* Problem
Copy the material below, starting at the line that contains "For every instance of the van" and ending at the line that contains "x=209, y=410", and keep every request line. In the answers only, increase each x and y coordinate by 48.

** Start **

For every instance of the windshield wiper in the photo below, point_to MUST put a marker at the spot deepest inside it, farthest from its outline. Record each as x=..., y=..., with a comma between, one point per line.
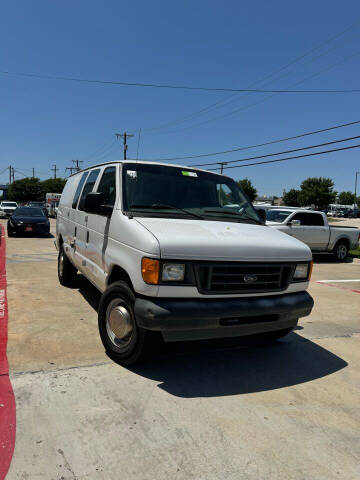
x=161, y=206
x=239, y=215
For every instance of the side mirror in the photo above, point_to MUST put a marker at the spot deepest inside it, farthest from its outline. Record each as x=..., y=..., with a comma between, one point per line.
x=262, y=214
x=94, y=203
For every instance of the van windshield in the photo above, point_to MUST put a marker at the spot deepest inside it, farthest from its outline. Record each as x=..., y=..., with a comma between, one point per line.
x=164, y=191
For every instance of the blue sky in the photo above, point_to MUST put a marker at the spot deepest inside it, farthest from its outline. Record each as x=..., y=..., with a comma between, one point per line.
x=198, y=43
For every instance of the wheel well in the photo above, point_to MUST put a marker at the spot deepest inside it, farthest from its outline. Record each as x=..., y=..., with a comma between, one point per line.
x=118, y=273
x=343, y=240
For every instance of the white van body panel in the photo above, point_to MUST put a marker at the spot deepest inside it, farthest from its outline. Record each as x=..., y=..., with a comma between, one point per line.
x=229, y=241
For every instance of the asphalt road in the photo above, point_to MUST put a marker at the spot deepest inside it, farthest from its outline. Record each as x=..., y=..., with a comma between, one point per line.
x=209, y=410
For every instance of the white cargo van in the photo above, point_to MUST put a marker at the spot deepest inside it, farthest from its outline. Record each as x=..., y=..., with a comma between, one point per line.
x=179, y=251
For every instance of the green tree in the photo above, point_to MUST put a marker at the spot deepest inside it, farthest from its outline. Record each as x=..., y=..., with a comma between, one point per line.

** End **

* Output for this task
For every instance of the van windshield in the photo above, point_to MUST put a marker at the spot deepest inside it, farthest from its outline. Record each as x=..., y=..., with a comma between, one point per line.
x=212, y=239
For every instance of the blue sky in the photo above, point_to MUST put a marker at the spot deepest inside it, farthest from its outline. Record each as x=..., y=..., with a comma between, one point per line.
x=246, y=91
For every instance of the wheel well in the photo above, point_to MUST put a marker at the spot deepest inside it, farthest from its outline. Record each as x=..., y=..., with a comma between, one point per line.
x=166, y=321
x=391, y=288
For every instance of the white van body panel in the photo above, point_to MUST put a marker at the spot deepest inside it, farthest from its outline. Record each as x=..., y=..., with a comma between, one point per line.
x=277, y=289
For every instance of the asphalt road in the photo above, point_to MUST put a marker at the spot deepest inside it, farthest from its outline. Record each as x=..., y=..., with a comma between, one point per line.
x=257, y=458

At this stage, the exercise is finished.